DIRECTIONS FOR THIS TASK –
Copy out the entries exactly, from the first line to the last.

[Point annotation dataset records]
------------------------------------------------------------------------

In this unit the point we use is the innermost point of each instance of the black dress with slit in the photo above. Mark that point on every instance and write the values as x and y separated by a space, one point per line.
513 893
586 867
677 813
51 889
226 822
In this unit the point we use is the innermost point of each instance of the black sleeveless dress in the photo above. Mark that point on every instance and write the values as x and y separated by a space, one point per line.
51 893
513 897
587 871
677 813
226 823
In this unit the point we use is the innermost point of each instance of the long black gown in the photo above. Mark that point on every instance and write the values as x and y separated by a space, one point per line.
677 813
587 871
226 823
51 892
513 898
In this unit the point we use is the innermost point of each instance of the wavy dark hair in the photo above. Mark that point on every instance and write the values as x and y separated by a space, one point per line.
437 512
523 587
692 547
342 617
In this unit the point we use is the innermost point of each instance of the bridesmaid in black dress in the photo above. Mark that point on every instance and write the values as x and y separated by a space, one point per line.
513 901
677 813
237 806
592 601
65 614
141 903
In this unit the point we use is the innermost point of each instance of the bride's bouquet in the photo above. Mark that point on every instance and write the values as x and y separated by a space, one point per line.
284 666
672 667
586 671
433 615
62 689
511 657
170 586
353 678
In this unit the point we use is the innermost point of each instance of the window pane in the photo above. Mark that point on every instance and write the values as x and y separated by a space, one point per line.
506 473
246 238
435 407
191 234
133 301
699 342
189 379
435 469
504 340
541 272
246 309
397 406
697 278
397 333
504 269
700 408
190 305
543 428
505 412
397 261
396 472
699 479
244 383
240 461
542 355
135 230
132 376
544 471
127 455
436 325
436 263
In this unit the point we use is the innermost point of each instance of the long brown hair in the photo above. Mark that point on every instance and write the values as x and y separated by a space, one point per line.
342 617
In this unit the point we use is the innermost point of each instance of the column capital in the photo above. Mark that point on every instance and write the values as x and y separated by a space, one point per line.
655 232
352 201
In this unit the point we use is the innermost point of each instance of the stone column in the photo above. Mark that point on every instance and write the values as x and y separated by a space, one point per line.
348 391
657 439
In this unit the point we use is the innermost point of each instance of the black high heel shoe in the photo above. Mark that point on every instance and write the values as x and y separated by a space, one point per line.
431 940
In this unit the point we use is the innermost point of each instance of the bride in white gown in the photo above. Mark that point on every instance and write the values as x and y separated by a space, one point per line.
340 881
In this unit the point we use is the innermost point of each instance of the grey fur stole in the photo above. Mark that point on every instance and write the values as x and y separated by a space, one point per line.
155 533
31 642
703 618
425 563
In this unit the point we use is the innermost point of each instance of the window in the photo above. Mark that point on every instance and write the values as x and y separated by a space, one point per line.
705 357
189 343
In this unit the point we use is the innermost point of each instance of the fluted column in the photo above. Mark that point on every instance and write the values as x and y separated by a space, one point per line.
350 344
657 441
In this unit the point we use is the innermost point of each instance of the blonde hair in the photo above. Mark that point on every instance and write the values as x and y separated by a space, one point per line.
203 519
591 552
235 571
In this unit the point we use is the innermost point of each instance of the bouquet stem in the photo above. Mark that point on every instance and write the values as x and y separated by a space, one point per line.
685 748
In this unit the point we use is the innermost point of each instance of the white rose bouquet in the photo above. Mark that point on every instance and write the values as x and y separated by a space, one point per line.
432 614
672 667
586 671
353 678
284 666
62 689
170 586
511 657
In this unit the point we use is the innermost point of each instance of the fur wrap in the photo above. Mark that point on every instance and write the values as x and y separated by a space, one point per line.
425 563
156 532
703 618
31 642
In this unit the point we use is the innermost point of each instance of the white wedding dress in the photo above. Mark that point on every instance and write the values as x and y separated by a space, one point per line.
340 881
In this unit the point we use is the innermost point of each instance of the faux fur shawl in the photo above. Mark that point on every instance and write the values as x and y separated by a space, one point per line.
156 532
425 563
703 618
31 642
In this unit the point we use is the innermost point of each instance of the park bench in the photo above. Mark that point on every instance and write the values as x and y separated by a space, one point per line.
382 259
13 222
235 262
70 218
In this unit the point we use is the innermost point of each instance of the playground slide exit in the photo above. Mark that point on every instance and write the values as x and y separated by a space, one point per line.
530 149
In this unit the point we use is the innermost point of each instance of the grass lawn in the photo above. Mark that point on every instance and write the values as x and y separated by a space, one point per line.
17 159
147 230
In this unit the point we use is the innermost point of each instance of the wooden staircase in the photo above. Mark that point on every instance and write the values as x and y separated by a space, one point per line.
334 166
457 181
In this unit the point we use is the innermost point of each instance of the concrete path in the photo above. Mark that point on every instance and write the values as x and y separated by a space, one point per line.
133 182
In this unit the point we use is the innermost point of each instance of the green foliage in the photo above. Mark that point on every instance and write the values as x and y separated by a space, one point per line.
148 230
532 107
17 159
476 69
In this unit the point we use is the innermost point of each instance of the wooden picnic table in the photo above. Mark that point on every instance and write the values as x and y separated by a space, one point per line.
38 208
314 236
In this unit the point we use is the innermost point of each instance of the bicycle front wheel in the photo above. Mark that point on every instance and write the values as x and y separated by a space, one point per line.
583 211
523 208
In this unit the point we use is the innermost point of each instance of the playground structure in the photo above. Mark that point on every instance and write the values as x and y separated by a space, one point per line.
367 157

------------------------------------------------------------------------

RESULT BELOW –
In this unit the point we use is the innermost point of each instance of the black dress with slit in the photo above. Mark that point on every instance and write the values as x and y separated by a space, one point per line.
513 893
586 867
677 813
51 889
226 822
In this unit the point we use is the innermost point of each instance of the black sleeveless dress in the photo above. Mark that point on every instance and write the values as x and y separated by a space, one point per line.
51 893
513 897
587 871
677 813
226 823
In this unit the point we use is the innermost point of each instance of the long black gown in the photo above. Mark that point on every instance and write the values as x and y separated by a space, one point per line.
677 813
587 871
226 823
51 892
513 898
In this unit the point we use is the innermost point of each instance of the wavy dark hair in the photo above. Mark that point on every instance and write the values as x and y separated by a space, one point per line.
437 512
523 587
692 547
342 617
In this unit the point we use is the innermost point of each instance of the bridesmaid in black dress in the photo above. Mark that point on every instance and write the values as x and y separated by a space, one point per line.
513 901
677 813
237 806
592 601
65 614
141 903
In this unit the point we use is the innermost point of each instance of the bride's bouquet in the photo above. Mark that point on every instance and write the values as x and y separated by a space, one point per line.
284 666
672 667
586 671
433 615
62 689
511 657
170 586
353 678
In this unit the point we use is the innermost point of each instance of the window pane in the photo above. Mark that point on every instance and write the values as x and y separated by a space, one point per line.
506 473
246 238
435 407
191 234
133 301
699 342
189 379
435 469
504 340
541 272
246 309
397 406
697 278
397 333
504 269
700 408
190 305
543 428
505 412
397 261
396 472
699 479
244 383
240 461
542 355
135 230
132 376
544 471
127 455
436 325
436 263
In this unit the point we use is the innermost point of each instance of the long brown hair in the photo above. Mark that point on every instance and write the values as x and y separated by a space, one point per line.
342 617
In this unit the point we use is the innermost point of each instance of the column capital in the photo above. Mark that point on every instance and write the values as x and y separated by a space, one point per line.
655 232
352 201
In this unit the point we use is the innermost point of each instance of the stone column in the photo above. Mark that point on every instance and write the values as x and y separated by a space, one point per line.
348 391
657 439
In this unit the point we use is the innermost point of each instance of the black high heel shoe in the photo above. Mark that point on every instance and write the values as x and y separated by a space, one point per line.
431 940
In this unit the point we use is the innermost point of each instance of the bride in white gown in the photo above. Mark that point on every instance and write the values as x and y separated by a space, one point per line.
340 881
In this unit the point we use is the innermost point of each instance of the grey fur stole in the photo above. Mark that point on every instance and write the values as x and y separated by a space, one point per line.
155 533
31 642
703 618
425 563
In this unit the point we use is the innermost point of each instance of the window in the photo above. Mark that point on every instance and write the values as x and y separated by a space, one point per line.
705 357
189 343
In this unit the point we use is the innermost point of each instance of the fluted column in the photo above. Mark that point on every instance and write the values as x and y separated by a space, one point per line.
350 344
657 441
In this unit the point we use is the innermost point of each instance of the blonde hair in the photo above. Mark that point on every instance and write the values as x and y separated by a space, one point per line.
203 519
591 552
235 571
In this unit the point we use is the innermost point of each instance of the bouquet stem in the photo above. Mark that point on every instance and write the values as x and y separated by a space, one point per line.
685 748
In this unit the point we use is the innermost point of each instance of the white rose bouquet in the photo above. Mark that point on every instance and write the values as x and y separated by a space, one point per line.
432 614
672 667
586 671
353 678
284 666
62 689
170 586
511 657
In this unit the point we use is the innermost point of each instance of the fur wrap in the photo above. Mark that point on every instance and write the values as x and y separated by a space, one point per line.
425 563
156 532
703 618
31 642
In this unit the point we use is the innermost point of each instance of the white wedding dress in the photo above. Mark that point on every instance and write the values as x and y separated by a space, one point per line.
340 881
In this unit the point we use is the innermost point of each instance of the faux fur shawl in the photo above. Mark that point on every instance and write the values as x and y separated by a space, one point per line.
156 532
425 563
703 618
31 642
In this unit the point we use is the innermost point of each instance of the park bench in the photo above. Mark that point on every instance and write the values as x and y separated by a space, one point per line.
382 259
13 222
235 262
70 218
In this unit the point we use is the innermost point of each instance of the playground slide exit in the photo above. Mark that point on every instance and write the values as x and y separated by a space, one point per line.
530 149
In this unit the point we use is the innermost point of each instance of the grass lawn in the photo above. Mark that point on every instance and write the values as x and y separated by a space, one point per line.
17 159
147 230
In this unit the point we use is the innermost point of each instance of the wooden staircase in the photo above. Mark that point on every instance and write the values as x and y separated by a space, one point per line.
334 166
457 181
In this unit the point we use is the innermost point of each instance of the concrete path in the photo above. Mark that point on every instance and write the values as x and y separated by a space, one point per line.
133 182
In this unit the point we use is the innermost point of each instance of the green foliage in the photo above. Mark that point on every instance and write the values as x and y separated by a space, one point per line.
148 230
532 107
17 159
476 69
In this unit the point we use is the innermost point of each instance of the wooden picnic table in the photo above. Mark that point on every instance and write the values as x and y separated by a space, one point per line.
38 208
314 236
In this unit the point we use is the innermost point of each instance of the bicycle front wheel in the photo above. Mark that point on every instance and write the values as x and y separated by a space, one point per line.
583 211
523 208
In this unit the point we use is the innermost point of each instance of the playground structure in the photo above. Mark that point on every instance and write the values as x and y separated by a space, one point per line.
367 157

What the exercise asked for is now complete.